> **SOURCE**
──────
Recognizer

The Forth text interpreter is able to work with numbers and command words. Its main purpose is to transform the text representation into a format closer to the system level and deal with them. Numbers are converted to their binary form for the data stack, command words are found in the dictionary and are further dealt with their execution tokens (and header flags).

In standard Forth there is no easy way to add new data types to the text interpreter and to associate actions with them for the different interpreter states. For example there are no native string literals. They are mimicked by using a command word (s").

A recognizer fills this gap. It consists of two major parts: A word which does the parsing and converting. And a group of three methods for dealing with the data, the parsing word produces. These methods are used in interpret and compile state, and to postpone the data in colon definitions.

Amforth has recognizers for dealing with numbers and words from the dictionary built-in. To create and manage more recognizers, the words get/set-recognizers are used. They work similar to the get/set-order for word lists.

The word recognizer: takes three execution tokens and defines the method table. The word to parse the input stream takes a string as input and leaves either the method table r:fail (and no further data) or some data together with the method table defined with recognizer:. The interpreter takes care of the rest. It is possible to modify >in inside the parsing word if the data contains whitespace. Debugging such words can be tricky however.

String Literals

A string is delimited by two " symbols. The first one starts the string and the next one is the end of it. Everything in between is the string content. A string is denoted by its start address and its length. When compiling, the string needs to copied to the dictionary together with a runtime action.

Since a string can contain whitespace, the parsing word needs to deal with >in. The string address and length is valid for the lifetime of the SOURCE buffer only, a refill will change the content.

  ' noop
  ' sliteral
  :noname type -48 throw ;
recognizer: r:string

: rec:string ( addr len -- )
   over c@ [char] " <> if 2drop r:fail exit then
   negate 1+ >in +! drop \ expand parse area
   [char] " parse  \ get trailing delimiter
   -1 /string \ remove limiter
   r:string
;

' rec:string get-recognizers 1+ set-recognizers

The first line is simply the method table definition. The first two methods are already defined in amforth so nothing special here. The third method is called when the data is beeing postponed. For now, a string cannot be postponed, which would essentially lead to a string copy from the defining word to the new one. Instead an exception -48 is thrown.
──────
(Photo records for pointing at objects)
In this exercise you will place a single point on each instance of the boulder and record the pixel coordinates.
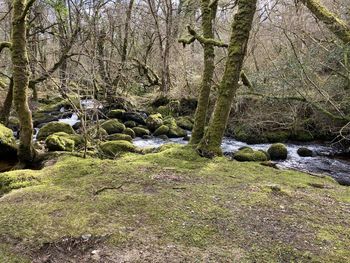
(55, 142)
(8, 147)
(185, 123)
(139, 131)
(134, 116)
(305, 152)
(130, 124)
(249, 155)
(116, 114)
(119, 137)
(129, 132)
(154, 121)
(162, 130)
(113, 126)
(278, 151)
(53, 127)
(114, 148)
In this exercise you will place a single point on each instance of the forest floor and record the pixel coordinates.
(171, 206)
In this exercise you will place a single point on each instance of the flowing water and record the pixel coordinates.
(322, 162)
──────
> **EXERCISE INSTRUCTIONS**
A. Answer from the recognizer text:
(i) What two major parts make up a recognizer?
(ii) Which words are used to create and manage more recognizers?
(iii) What exception is thrown when a string is postponed?
B. Reproduce everything in the recognizer text from "The word recognizer: takes" down to "a runtime action.".
The material has nothing to do with the recognizer text.

> **RESULTS**
A.
(i) A word that does the parsing and converting, and a group of three methods for dealing with the data the parsing word produces.
(ii) get/set-recognizers.
(iii) Exception -48.

B.
The word recognizer: takes three execution tokens and defines the method table. The word to parse the input stream takes a string as input and leaves either the method table r:fail (and no further data) or some data together with the method table defined with recognizer:. The interpreter takes care of the rest. It is possible to modify >in inside the parsing word if the data contains whitespace. Debugging such words can be tricky however.

String Literals

A string is delimited by two " symbols. The first one starts the string and the next one is the end of it. Everything in between is the string content. A string is denoted by its start address and its length. When compiling, the string needs to copied to the dictionary together with a runtime action.